## Start The input

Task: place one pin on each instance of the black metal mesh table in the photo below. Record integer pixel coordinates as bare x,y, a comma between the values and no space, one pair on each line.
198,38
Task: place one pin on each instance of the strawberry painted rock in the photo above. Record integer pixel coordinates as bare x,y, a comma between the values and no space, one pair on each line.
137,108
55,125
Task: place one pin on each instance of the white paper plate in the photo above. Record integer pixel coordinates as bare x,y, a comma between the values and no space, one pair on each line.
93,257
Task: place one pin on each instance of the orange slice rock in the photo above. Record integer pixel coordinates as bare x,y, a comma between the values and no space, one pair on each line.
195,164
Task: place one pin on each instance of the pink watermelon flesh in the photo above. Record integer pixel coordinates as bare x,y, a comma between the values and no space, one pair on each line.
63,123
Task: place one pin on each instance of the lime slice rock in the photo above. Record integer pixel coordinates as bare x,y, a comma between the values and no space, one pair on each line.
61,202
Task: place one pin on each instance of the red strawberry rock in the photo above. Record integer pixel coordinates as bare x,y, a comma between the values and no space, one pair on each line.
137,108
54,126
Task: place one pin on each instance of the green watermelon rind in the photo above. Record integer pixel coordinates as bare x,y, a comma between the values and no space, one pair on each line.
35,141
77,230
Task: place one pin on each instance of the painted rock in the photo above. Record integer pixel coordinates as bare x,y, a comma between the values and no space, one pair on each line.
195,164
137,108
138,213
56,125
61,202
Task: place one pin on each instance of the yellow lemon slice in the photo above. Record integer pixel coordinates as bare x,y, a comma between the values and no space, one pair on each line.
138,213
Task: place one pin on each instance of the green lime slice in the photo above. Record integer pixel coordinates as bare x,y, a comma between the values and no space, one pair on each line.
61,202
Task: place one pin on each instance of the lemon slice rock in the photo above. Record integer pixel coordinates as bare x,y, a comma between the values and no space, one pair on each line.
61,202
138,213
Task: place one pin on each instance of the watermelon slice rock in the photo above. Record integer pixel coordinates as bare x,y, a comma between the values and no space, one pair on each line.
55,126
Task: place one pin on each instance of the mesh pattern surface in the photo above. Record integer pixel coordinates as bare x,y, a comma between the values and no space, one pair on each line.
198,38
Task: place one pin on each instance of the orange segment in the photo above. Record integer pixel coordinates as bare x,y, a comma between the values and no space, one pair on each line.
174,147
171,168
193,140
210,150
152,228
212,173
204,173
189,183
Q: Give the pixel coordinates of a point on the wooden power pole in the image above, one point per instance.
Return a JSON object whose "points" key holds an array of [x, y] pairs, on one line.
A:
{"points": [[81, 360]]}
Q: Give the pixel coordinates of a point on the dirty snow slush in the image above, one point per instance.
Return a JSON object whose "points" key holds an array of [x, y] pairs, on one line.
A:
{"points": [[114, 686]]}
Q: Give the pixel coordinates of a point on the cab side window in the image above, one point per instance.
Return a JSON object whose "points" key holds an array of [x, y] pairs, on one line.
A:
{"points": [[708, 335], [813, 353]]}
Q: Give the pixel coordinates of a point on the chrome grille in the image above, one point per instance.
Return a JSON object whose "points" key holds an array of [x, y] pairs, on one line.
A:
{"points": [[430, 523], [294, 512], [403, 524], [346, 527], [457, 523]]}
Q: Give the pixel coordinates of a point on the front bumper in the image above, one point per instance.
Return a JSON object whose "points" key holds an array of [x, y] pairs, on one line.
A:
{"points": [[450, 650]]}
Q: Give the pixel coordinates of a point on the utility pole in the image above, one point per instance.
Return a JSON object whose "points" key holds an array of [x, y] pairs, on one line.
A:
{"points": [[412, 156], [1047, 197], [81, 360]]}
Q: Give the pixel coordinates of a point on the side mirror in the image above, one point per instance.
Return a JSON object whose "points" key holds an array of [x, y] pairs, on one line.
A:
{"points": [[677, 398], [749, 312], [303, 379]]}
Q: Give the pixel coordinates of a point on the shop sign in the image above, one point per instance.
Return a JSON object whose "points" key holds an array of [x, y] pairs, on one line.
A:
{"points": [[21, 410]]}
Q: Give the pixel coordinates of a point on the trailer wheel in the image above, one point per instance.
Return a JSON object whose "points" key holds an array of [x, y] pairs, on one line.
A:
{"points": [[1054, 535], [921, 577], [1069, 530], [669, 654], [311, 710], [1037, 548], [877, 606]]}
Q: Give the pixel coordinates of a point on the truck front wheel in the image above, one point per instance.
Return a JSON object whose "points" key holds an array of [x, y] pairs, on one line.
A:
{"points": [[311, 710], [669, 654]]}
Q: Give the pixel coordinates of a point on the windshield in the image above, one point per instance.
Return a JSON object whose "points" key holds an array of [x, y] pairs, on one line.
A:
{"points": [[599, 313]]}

## End The input

Work to be completed:
Copy each entry exactly, with nothing added or dropped.

Correct result:
Task: place one pin on each instance of the black metal mesh table in the photo below. Record integer pixel coordinates as bare x,y, a comma between the values and no space, one pair on each line.
198,38
Task: place one pin on each instance of the strawberry painted rock in the photo above. Record integer pixel coordinates as bare x,y, a comma between the values and no space, one pair on each line.
137,108
55,125
Task: place one pin on each instance of the white paper plate in the photo above. Record integer pixel coordinates as bare x,y, a comma between the values and no space, one pair on each line.
93,257
Task: place one pin on each instance of the orange slice rock in the photo above. Record integer pixel coordinates as bare x,y, a comma between the values and no space, one pair on each line.
195,164
Task: place one pin on each instance of the pink watermelon flesh in the photo above. Record integer pixel coordinates as bare x,y, a comma between the values and no space, one pair on each line.
63,123
Task: place one pin on each instance of the lime slice rock in the photo above. Record integer pixel coordinates as bare x,y, a comma between the values and no space, one pair on each line.
61,202
Task: place one pin on each instance of the red strawberry rock in the photo above. Record integer pixel coordinates as bare x,y, a comma between the values and no space, one pair on each line.
137,108
54,126
Task: place one pin on each instance of the green watermelon rind in the photo above. Record integer pixel coordinates as bare x,y, a comma between the values and no space, one pair on each line.
35,141
77,230
Task: place one pin on each instance of the painted rock in the photo above. Record integer pixel coordinates as bare x,y, a comma between the values and no space, one pair on each line.
195,164
137,108
138,213
56,125
61,202
Task: place one pin on each instance of the yellow lemon slice in the photo above. Record integer pixel coordinates as bare x,y, a comma between the values and no space, one pair on each line.
138,213
Task: place one pin on each instance of the green lime slice in the photo above. Record integer pixel coordinates as bare x,y, a comma between the values and no space, one pair on each line.
61,202
Task: place one pin on each instance of the lemon slice rock in the photo above. Record integer pixel coordinates as bare x,y, a comma between the values and no space, one pair on each line.
61,202
138,213
Task: place one pin on each instance of the watermelon slice rock in the photo above. Record integer pixel coordinates as bare x,y, a comma between the values and no space, one pair on each line.
55,126
Task: place one pin on each instance of the mesh pattern surface in the photo above. Record integer pixel coordinates as bare x,y, a comma between the values and no space, one pair on each line.
198,38
Task: place one pin on each instance of the orange segment in the photo above. Record integer pixel coordinates as bare x,y, a comma between the values and no space, one pair on each line.
174,147
171,168
193,140
210,150
152,228
212,173
204,173
189,183
Q: Give the pixel coordinates of a point on the wooden power pole in the image above, one point per instance.
Return a JSON object whose "points" key holds an array of [x, y] pairs, on one line.
A:
{"points": [[81, 360]]}
Q: Give the pixel coordinates of a point on the dirty snow slush in the image above, one point per instance.
Return a JSON object whose "points" key holds an array of [x, y] pairs, on one line.
A:
{"points": [[114, 686]]}
Q: Give the pixel coordinates of a point on the cab side window in the image above, one point per instance.
Return a JSON object whose "points" key holds an array of [x, y] pairs, on one line.
A:
{"points": [[708, 335], [813, 353]]}
Q: Give the pixel coordinates of a point on the chrome grille in the image above, one point per instance.
Return a JSON object whose "points" key holds an array of [x, y] pairs, on one line.
A:
{"points": [[430, 523], [294, 512], [403, 524], [346, 527], [457, 523]]}
Q: Give the pixel coordinates of a point on the front bumper in the image above, one point per instance.
Return a JSON object whose "points" key holds an array of [x, y] pairs, on one line.
A:
{"points": [[450, 650]]}
Q: Give the pixel coordinates of a point on the utility pole in the image above, one point per instance.
Return a JSON object whose "points" key holds an array of [x, y] pairs, on one line.
A:
{"points": [[412, 156], [1047, 197], [81, 360]]}
Q: Give the pixel coordinates of a point on the side mirror in the image above, one point per instance.
Return a JSON object whose "points" key holds an array of [x, y] pairs, on one line.
A:
{"points": [[677, 398], [749, 312], [303, 379]]}
Q: Give the pixel coordinates of a point on the shop sign in the image above, one point per instance.
Return a JSON object whose "points" key holds an array of [x, y] pairs, on one line.
A:
{"points": [[21, 410]]}
Q: Give the pixel coordinates of a point on the trailer wheel in the image above, one point per instance.
Return a JSON object whose "points" key holds an array of [x, y] pairs, on one line.
A:
{"points": [[1054, 535], [921, 577], [1069, 530], [669, 654], [311, 710], [1037, 548], [877, 606]]}
Q: Give the pixel coordinates of a point on the truck front wheel in the image above, one point per instance.
Return a JSON object whose "points" key holds an array of [x, y] pairs, on one line.
A:
{"points": [[311, 710], [669, 654]]}
Q: Give the pixel coordinates of a point on the windshield in the image above, one point per instance.
Return a JSON object whose "points" key holds an array of [x, y] pairs, on one line.
A:
{"points": [[599, 313]]}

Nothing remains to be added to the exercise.